Despite recent revelations, the Japanese government has generally opposed the demands for redress, arguing that all reparations related to the war were settled through peace treaties. Proponents of redress perceive the government's argument as simply a legalistic excuse for Japan to avoid its responsibilities, says Thekla Lit, an activist in Vancouver's Chinese community and Canadian vice‑president of the Global Alliance for Preserving the History of World War II in Asia. Victims and advocates such as Lit are concerned that Japan has failed to come to terms with its past aggression.

 

These concerns are real, says Hitoshi Motoshima, a short, grizzled, elderly gentleman who I joined for lunch during the Tokyo conference. A liberal democratic mayor of Nagasaki for 15 years, Motoshima once suggested that Japan's now‑deceased emperor, Hirohito, was partially responsible for the war and its atrocities.

The reaction was dramatic. For two years, Motoshima was harassed by right‑wing extremists and ostracized by his liberal‑democratic cohorts.

 

On Jan. 18, 1990, a year after Hirohito died, a right‑wing fanatic shot Motoshima in the back. The bullets pierced his lungs and he nearly bled to death in a car waiting for help.

 

Motoshima remains steadfast in his views, however, and told conference participants that too many Japanese, including the survivors of Nagasaki and Hiroshima, see themselves as victims without understanding Japan's own responsibility for the war. While most people in Japan disassociate themselves from the fanaticism of the ultra‑nationalists who shot Motoshima and who demonstrated at this conference, there is a strong conservative lobby in Japan that opposes any form of redress.

 

Thus, while victims of German war crimes are able to press home their claims, justice remains elusive for Japan's victims.  Paradoxically, this has brought new players into the fray ‑‑ including Mike Honda, a member of the California state legislature who attended the conference.

(Saved entries)

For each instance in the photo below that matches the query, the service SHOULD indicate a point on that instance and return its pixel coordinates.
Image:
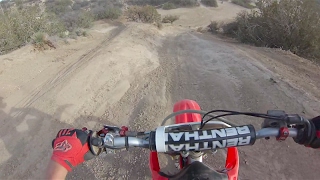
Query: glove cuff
(63, 163)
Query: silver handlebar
(120, 142)
(274, 132)
(132, 142)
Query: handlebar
(196, 140)
(192, 136)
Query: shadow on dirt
(27, 125)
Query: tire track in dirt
(66, 72)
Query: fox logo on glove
(63, 146)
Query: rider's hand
(310, 135)
(70, 147)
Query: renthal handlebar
(199, 140)
(196, 140)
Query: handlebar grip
(198, 140)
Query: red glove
(70, 148)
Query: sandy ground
(131, 75)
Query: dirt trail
(131, 75)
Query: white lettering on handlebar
(205, 135)
(219, 144)
(231, 131)
(244, 141)
(214, 145)
(193, 134)
(243, 130)
(219, 132)
(228, 132)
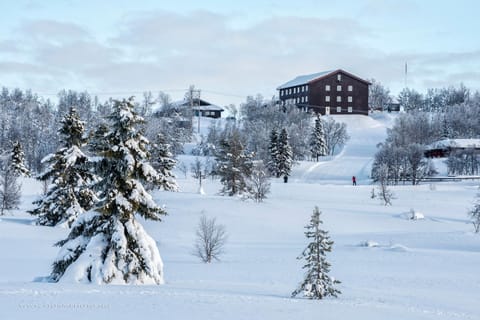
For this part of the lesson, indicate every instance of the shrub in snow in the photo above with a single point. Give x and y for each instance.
(108, 244)
(258, 184)
(233, 164)
(317, 283)
(415, 215)
(211, 239)
(70, 194)
(475, 215)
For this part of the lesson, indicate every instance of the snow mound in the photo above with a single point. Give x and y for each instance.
(369, 244)
(398, 248)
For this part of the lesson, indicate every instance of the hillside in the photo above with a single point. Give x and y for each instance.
(391, 267)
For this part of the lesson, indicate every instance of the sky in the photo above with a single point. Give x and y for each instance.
(233, 49)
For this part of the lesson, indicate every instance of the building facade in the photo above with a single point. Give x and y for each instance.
(328, 92)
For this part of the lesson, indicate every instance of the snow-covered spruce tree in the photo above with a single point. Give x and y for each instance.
(163, 162)
(108, 244)
(318, 144)
(272, 163)
(258, 184)
(68, 169)
(317, 283)
(9, 187)
(233, 164)
(285, 156)
(18, 160)
(474, 214)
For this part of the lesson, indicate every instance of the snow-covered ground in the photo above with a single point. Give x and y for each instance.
(391, 266)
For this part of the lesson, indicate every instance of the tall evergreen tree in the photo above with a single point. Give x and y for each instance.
(108, 244)
(318, 144)
(272, 163)
(285, 156)
(162, 160)
(9, 186)
(234, 164)
(317, 283)
(69, 195)
(18, 160)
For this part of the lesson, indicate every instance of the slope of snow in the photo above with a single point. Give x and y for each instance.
(391, 267)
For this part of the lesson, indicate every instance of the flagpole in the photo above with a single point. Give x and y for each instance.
(406, 74)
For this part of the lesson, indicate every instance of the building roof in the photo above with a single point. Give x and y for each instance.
(308, 78)
(199, 104)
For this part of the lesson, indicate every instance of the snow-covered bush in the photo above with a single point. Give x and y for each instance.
(211, 239)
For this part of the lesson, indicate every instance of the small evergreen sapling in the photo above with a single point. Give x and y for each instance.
(285, 156)
(18, 161)
(318, 144)
(317, 283)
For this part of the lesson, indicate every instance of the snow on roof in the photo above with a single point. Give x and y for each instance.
(455, 143)
(200, 105)
(304, 79)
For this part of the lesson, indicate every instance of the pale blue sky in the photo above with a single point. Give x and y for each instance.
(235, 48)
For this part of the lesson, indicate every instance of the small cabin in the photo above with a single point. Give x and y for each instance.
(443, 148)
(202, 108)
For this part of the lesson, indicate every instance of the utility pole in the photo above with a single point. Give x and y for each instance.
(193, 98)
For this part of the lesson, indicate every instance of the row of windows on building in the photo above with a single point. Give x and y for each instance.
(304, 99)
(304, 88)
(339, 109)
(339, 99)
(294, 90)
(339, 88)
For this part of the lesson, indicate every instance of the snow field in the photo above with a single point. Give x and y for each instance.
(418, 269)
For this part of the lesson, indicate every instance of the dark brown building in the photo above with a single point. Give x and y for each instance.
(328, 92)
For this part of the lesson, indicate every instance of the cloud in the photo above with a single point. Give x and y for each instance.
(163, 50)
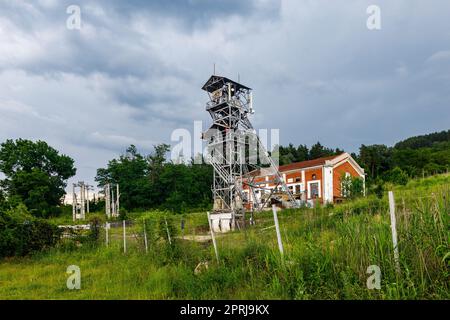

_EXERCISES TO COMPLETE_
(a) In the passage on Japanese war redress, rewrite the stretch from "On Jan. 18, 1990, a" through "form of redress.", substituting "resolute" for "steadfast".
(b) Proceed with the passage on Japanese war redress, picking up right after its final sentence.
Those lines have no part in this work.

_OUTPUTS FOR THE TASKS_
(a)
On Jan. 18, 1990, a year after Hirohito died, a right‑wing fanatic shot Motoshima in the back. The bullets pierced his lungs and he nearly bled to death in a car waiting for help.

 

Motoshima remains resolute in his views, however, and told conference participants that too many Japanese, including the survivors of Nagasaki and Hiroshima, see themselves as victims without understanding Japan's own responsibility for the war. While most people in Japan disassociate themselves from the fanaticism of the ultra‑nationalists who shot Motoshima and who demonstrated at this conference, there is a strong conservative lobby in Japan that opposes any form of redress.

(b)
 

``As an American of Japanese descent living in California, I was interned by the U.S. during the war,'' Honda says. ``And I was active in the movement for redress and compensation for Japanese Americans.'' The arguments the Japanese government was using to stall on redress issues sounded, Honda said, like the arguments that were used to block redress for him.

 

So he decided to take action. Honda successfully introduced a resolution through the California legislature this August demanding that the Japanese government issue ``a clear and unambiguous apology'' for its war crimes and pay reparations to its victims. The resolution also warned, however, against the issue being used in an agenda that ``fosters anti‑Asian sentiment and racism'' or ``Japan bashing.''


 

In a keynote speech to the conference, Marc Weintraub, a Vancouver lawyer representing the Canadian Jewish Congress, spoke of the Jewish experience in seeking redress for the European holocaust: ``The Jewish commitment to memory,'' said Weintraub, ``was what allowed us to survive.''

 

In educating people regarding war crimes, Weintraub warned, it is not enough to just catalog the acts of infamy that can numb those not directly involved. Redress is necessary, he said, in order to extract goodness from evil so that such tragedies never happen again.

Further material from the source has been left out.